Segment Start: EXCERPTED RECORDS
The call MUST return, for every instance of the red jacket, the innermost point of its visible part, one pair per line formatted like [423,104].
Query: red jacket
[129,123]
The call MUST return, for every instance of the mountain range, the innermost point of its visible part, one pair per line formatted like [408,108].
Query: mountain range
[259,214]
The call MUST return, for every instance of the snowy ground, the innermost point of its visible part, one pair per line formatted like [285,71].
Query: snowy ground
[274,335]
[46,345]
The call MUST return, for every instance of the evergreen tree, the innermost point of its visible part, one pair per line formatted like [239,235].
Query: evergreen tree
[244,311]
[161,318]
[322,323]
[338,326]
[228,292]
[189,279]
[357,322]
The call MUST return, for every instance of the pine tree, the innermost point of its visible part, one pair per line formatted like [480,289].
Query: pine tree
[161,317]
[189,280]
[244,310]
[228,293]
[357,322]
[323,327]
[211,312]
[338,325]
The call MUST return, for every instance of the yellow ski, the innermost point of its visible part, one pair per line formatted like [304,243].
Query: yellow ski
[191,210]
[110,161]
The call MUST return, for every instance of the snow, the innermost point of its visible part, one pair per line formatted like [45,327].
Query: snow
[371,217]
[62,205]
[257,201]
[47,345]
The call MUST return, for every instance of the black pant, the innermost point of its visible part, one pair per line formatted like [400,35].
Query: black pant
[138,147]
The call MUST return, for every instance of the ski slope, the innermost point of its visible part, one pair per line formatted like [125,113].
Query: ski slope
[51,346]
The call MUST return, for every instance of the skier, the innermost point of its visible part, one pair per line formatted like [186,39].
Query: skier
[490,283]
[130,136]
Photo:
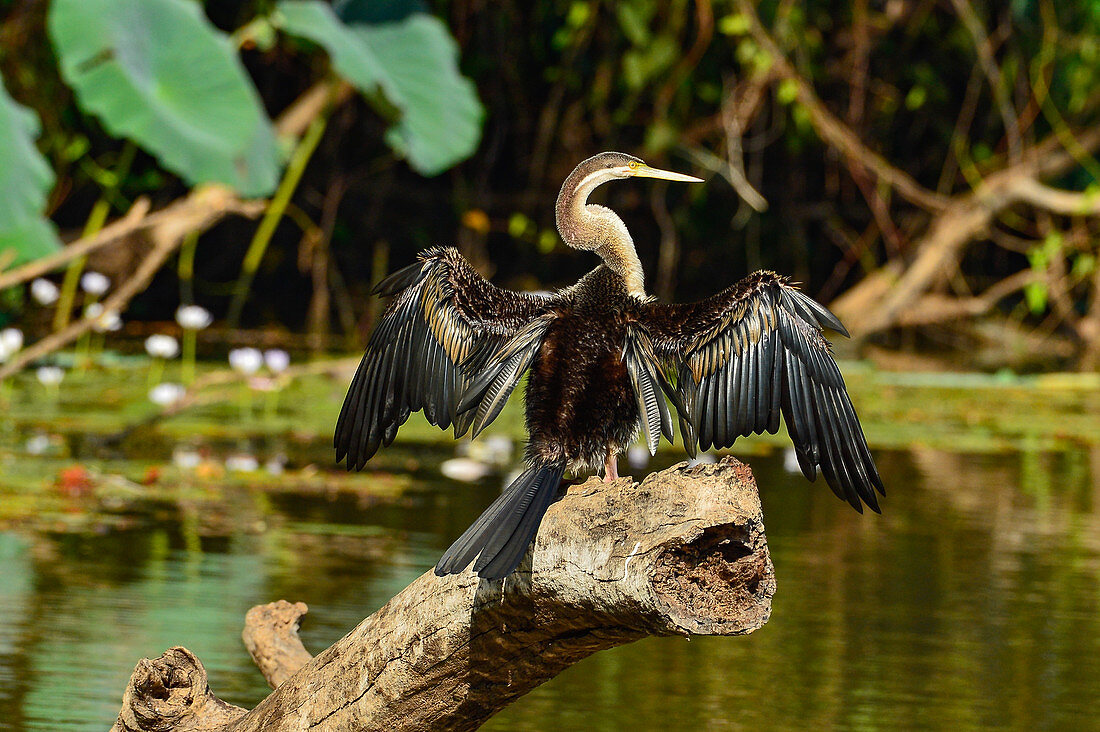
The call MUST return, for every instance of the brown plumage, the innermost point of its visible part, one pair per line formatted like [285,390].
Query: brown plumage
[602,359]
Segment End: EXCERPTED RECORDS
TASK DIRECTIONS ::
Retype the entries above word for word, minus any images.

EXERCISE RESULT ::
The call MUST return, for every instance of the red jacket, the innermost point of its visible part, one pair per line formatted like [423,104].
Query: red jacket
[129,123]
The call MUST return, for every instance of the mountain range, the innermost point of its visible part, one pair per line formatted like [408,108].
Query: mountain range
[259,214]
The call MUST return, for every instance of the snowy ground, the innermost point of its visible part, one pair per line formatted like [285,71].
Query: snowy ground
[274,335]
[46,345]
The call MUST return, for every instance of the evergreen tree, the innermost point of its visible part, one pair per line formatted like [239,235].
Query: evergreen tree
[244,311]
[161,318]
[322,323]
[338,326]
[228,292]
[189,279]
[357,322]
The call MUST return, for every instance of the pine tree, the innermost point of its visible part, one pair per line formatted like [480,289].
Query: pine tree
[161,317]
[189,280]
[244,310]
[228,293]
[357,322]
[323,327]
[211,312]
[338,325]
The call MUST return, for every instance of the yellow ski, the innermost point of its visible part, one pair per line formatted like [304,243].
Query: yellow ski
[191,210]
[110,161]
The call MUST return, for every instance of the snow, the innermost point of its visible part, one pair per line formatted like [45,327].
Query: snow
[371,217]
[62,205]
[257,201]
[47,345]
The call MUST return, for every instance of the black pant, the innermost point of its visible part, one pair per line formatted like [400,35].
Query: black pant
[138,147]
The call MUST return, for every instance of the ski slope, the innermost point of its visible part, one pair per line formatted like [125,113].
Query: ski slope
[51,346]
The call MUST return, for every instance of the skier, the innermost point of its visible part, one pair per line formatted like [186,39].
Query: skier
[490,283]
[130,136]
Photo:
The call MUST return, for every instance of the brown plumage, the innermost point of its visible part, one pair per line formatted like [285,390].
Query: brown plumage
[602,359]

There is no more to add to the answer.